Consignes.
a) Relevez, sans doublon, tous les adverbes en « -ment » présents dans l'extrait sur le régime parlementaire.
b) Citez fidèlement le passage de l'extrait sur le régime parlementaire qui va de « Mais cette contrainte » à « déjà plus réaliste. ».
c) Indiquez, s'il vous plaît, la définition du régime parlementaire donnée dans l'extrait sur le régime parlementaire.

##### Extrait choisi #####

Je définis le régime parlementaire comme signifiant que l'exécutif émane du parlement et est responsable devant lui. Mais dire ça ne sigifie pas forcément que le gouvernement dispose à tout moment d'une majorité absolue et tombe dès que ce n'est plus le cas : c'est sûr que si on va imposer cette contrainte, les gouvernements seront difficiles à constituer et forcément instables.
Mais cette contrainte est totalement idiote : si on se donne comme idéal (certainement souhaitable) que le parlement représente l'ensemble des électeurs et agisse en son nom, c'est une contrainte incroyablement forte (et certainement irréalisable en France à l'heure actuelle) que d'imaginer que le gouvernement dispose à tout moment d'une majorité absolue de l'électorat le soutenant. Ce qu'on peut demander de façon plus réaliste, c'est qu'il n'existe pas une majorité absolue qui préfère autre chose. Vérifier cette contrainte sur l'ensemble de l'électorat est un peu compliqué[#6], mais au parlement c'est déjà plus réaliste.

##### Données fournies #####

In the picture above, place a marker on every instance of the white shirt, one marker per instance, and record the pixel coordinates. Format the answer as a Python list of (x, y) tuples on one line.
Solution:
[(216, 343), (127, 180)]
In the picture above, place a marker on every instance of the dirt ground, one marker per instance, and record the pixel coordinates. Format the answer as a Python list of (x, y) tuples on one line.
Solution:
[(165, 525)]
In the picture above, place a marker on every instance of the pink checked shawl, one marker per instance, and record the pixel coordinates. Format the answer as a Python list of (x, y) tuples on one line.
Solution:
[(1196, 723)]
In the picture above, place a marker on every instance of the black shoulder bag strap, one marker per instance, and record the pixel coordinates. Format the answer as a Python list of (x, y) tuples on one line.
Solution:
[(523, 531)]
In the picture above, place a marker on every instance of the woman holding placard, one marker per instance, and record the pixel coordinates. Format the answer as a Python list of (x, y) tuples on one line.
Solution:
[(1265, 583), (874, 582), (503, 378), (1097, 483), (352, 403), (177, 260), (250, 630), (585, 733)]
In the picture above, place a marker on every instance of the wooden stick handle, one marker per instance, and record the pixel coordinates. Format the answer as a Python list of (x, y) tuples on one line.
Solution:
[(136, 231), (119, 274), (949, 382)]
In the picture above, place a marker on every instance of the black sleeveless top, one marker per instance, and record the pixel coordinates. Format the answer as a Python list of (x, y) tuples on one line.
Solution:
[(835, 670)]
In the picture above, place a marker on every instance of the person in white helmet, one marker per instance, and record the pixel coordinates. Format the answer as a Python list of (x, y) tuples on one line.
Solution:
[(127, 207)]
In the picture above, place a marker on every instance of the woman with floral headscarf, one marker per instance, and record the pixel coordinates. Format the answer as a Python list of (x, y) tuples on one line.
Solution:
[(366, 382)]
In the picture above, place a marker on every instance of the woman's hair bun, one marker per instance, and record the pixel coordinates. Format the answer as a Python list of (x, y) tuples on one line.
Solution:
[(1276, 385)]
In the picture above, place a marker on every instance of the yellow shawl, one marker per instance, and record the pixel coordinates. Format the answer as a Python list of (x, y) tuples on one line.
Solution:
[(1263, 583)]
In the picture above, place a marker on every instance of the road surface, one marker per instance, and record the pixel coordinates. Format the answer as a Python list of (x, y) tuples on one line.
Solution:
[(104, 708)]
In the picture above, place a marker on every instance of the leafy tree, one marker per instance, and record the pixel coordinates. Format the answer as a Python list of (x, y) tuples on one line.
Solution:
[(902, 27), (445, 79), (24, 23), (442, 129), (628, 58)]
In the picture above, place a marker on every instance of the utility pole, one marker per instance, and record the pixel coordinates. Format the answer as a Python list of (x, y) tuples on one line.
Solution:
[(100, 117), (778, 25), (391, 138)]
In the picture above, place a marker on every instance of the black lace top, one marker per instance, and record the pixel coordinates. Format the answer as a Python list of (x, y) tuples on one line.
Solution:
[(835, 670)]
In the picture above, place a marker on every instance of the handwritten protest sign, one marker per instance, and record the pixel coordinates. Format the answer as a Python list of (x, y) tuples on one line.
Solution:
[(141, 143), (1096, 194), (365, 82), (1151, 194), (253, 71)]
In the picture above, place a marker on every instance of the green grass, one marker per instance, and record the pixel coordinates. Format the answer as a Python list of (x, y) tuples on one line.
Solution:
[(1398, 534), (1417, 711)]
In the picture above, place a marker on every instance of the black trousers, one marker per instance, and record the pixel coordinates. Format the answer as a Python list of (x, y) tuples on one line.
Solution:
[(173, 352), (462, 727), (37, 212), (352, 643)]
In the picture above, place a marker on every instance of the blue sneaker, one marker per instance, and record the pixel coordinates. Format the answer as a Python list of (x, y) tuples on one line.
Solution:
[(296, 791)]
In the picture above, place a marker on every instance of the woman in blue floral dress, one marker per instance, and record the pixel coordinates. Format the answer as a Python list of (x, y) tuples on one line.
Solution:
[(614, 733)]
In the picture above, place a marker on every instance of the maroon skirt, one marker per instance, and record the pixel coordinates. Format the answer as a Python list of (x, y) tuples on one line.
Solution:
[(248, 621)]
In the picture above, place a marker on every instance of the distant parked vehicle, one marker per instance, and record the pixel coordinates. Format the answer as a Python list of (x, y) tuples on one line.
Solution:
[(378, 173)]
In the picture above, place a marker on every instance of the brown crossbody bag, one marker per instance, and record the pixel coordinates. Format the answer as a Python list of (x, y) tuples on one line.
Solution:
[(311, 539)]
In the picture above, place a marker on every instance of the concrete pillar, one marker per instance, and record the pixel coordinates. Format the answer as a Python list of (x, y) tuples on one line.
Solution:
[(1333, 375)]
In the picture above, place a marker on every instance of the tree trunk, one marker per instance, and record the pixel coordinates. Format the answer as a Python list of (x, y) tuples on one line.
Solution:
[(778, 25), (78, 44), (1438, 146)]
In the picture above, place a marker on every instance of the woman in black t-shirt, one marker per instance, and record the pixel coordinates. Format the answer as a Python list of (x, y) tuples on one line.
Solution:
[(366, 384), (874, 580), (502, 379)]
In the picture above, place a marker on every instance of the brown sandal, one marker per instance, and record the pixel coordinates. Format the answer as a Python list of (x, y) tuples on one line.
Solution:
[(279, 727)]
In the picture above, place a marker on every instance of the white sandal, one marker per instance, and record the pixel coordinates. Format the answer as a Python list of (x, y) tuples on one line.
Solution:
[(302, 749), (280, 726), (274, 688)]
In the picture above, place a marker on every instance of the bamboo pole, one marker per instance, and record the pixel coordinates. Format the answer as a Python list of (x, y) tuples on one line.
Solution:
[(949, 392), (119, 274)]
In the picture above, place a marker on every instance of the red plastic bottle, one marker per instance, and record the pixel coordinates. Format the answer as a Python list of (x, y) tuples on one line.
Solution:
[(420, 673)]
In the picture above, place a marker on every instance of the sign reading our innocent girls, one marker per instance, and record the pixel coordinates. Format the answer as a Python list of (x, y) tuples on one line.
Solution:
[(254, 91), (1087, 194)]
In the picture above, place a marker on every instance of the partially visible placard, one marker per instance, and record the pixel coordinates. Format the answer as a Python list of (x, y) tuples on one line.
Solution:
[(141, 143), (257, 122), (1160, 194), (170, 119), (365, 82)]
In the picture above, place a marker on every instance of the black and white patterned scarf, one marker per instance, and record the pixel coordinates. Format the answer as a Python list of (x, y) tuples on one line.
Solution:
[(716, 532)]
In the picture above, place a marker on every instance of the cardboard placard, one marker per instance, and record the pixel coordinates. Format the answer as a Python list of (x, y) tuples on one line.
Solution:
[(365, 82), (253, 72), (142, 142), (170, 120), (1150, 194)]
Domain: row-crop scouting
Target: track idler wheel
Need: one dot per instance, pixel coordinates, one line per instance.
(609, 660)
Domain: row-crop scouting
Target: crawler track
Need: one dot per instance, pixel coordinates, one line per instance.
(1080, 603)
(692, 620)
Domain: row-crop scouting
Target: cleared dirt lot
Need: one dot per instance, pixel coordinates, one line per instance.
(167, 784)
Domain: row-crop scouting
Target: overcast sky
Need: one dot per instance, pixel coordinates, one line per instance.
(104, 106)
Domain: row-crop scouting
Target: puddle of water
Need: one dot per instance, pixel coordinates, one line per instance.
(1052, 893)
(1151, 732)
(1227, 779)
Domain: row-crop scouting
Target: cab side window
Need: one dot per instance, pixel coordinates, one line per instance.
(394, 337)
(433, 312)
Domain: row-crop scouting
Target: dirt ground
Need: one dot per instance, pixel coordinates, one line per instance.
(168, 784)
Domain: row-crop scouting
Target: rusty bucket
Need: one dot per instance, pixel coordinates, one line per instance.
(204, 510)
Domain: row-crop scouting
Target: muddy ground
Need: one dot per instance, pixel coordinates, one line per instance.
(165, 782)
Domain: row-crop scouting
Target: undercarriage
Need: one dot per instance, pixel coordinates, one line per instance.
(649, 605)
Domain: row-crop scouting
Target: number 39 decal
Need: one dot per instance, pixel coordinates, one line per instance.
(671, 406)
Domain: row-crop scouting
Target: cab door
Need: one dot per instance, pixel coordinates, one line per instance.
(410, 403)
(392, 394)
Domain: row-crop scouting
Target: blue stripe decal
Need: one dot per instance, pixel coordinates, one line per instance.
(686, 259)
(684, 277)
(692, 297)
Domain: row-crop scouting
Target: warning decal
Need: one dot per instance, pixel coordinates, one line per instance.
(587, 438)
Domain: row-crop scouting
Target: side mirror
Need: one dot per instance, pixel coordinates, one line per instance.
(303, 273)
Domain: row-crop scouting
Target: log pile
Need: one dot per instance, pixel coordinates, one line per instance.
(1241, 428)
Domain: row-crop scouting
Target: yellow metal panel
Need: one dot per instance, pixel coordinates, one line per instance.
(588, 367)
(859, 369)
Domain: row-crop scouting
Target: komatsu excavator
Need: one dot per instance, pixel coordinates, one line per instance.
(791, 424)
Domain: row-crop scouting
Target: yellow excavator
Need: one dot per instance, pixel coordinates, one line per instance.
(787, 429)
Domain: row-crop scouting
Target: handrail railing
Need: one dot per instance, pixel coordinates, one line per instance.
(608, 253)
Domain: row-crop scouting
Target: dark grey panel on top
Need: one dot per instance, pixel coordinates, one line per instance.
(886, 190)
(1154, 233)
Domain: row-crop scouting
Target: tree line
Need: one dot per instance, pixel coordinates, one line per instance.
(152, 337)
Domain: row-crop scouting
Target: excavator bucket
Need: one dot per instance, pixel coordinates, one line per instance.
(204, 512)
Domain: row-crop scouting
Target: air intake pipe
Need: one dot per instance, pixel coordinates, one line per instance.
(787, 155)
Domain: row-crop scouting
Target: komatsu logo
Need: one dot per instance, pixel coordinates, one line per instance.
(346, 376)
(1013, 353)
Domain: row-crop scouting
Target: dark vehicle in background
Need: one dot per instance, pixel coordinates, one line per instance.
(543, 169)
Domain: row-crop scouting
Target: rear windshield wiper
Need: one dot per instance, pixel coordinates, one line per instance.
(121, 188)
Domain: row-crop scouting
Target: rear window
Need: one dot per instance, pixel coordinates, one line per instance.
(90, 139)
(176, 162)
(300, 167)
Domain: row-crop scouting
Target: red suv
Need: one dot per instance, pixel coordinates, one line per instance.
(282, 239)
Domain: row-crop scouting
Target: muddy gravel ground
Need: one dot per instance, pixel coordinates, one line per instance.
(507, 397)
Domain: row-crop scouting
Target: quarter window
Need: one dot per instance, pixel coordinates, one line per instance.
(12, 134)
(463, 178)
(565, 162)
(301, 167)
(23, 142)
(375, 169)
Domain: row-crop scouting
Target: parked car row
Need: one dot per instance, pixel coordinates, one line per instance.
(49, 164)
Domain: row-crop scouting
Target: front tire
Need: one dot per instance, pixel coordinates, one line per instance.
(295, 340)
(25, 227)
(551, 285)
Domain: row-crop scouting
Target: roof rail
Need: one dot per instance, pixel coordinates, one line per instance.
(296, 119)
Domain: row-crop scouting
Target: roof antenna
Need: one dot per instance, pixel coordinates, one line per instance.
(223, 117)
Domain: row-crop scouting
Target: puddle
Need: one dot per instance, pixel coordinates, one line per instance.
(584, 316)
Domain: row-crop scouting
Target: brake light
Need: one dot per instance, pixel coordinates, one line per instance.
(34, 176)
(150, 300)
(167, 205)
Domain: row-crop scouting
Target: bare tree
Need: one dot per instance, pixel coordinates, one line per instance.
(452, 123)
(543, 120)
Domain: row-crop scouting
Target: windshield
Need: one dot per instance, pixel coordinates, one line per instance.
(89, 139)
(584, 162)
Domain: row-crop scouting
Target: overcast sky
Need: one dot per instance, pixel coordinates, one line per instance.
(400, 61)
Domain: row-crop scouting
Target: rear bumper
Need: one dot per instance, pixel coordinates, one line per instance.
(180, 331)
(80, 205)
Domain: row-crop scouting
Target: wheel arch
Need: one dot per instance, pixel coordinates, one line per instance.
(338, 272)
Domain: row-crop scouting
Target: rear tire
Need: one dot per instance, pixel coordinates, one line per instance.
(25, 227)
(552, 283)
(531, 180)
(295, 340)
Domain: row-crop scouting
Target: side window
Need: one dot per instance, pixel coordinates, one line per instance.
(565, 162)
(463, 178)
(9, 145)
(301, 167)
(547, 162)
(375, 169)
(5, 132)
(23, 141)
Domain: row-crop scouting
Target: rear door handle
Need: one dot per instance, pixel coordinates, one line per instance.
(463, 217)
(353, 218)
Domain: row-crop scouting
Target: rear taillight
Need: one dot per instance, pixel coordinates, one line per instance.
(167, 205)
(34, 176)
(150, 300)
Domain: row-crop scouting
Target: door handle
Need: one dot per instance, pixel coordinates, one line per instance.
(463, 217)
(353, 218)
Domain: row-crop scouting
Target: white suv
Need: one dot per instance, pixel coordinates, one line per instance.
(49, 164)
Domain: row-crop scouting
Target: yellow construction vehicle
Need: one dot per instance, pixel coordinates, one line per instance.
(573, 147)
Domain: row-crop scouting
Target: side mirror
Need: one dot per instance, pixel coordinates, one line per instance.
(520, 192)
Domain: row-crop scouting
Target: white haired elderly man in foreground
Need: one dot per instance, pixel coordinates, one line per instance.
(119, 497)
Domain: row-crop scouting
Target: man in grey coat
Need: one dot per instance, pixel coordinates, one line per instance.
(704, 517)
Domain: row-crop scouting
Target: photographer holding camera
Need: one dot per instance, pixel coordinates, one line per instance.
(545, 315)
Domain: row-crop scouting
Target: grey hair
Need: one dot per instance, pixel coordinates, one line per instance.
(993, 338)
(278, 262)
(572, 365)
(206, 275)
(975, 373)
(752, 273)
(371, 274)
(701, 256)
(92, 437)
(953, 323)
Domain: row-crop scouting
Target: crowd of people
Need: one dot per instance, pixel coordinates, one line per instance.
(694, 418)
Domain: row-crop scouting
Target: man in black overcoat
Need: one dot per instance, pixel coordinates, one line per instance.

#####

Réponses.
a) forcément, totalement, certainement, incroyablement

b)
Mais cette contrainte est totalement idiote : si on se donne comme idéal (certainement souhaitable) que le parlement représente l'ensemble des électeurs et agisse en son nom, c'est une contrainte incroyablement forte (et certainement irréalisable en France à l'heure actuelle) que d'imaginer que le gouvernement dispose à tout moment d'une majorité absolue de l'électorat le soutenant. Ce qu'on peut demander de façon plus réaliste, c'est qu'il n'existe pas une majorité absolue qui préfère autre chose. Vérifier cette contrainte sur l'ensemble de l'électorat est un peu compliqué[#6], mais au parlement c'est déjà plus réaliste.

c) L'exécutif émane du parlement et est responsable devant lui.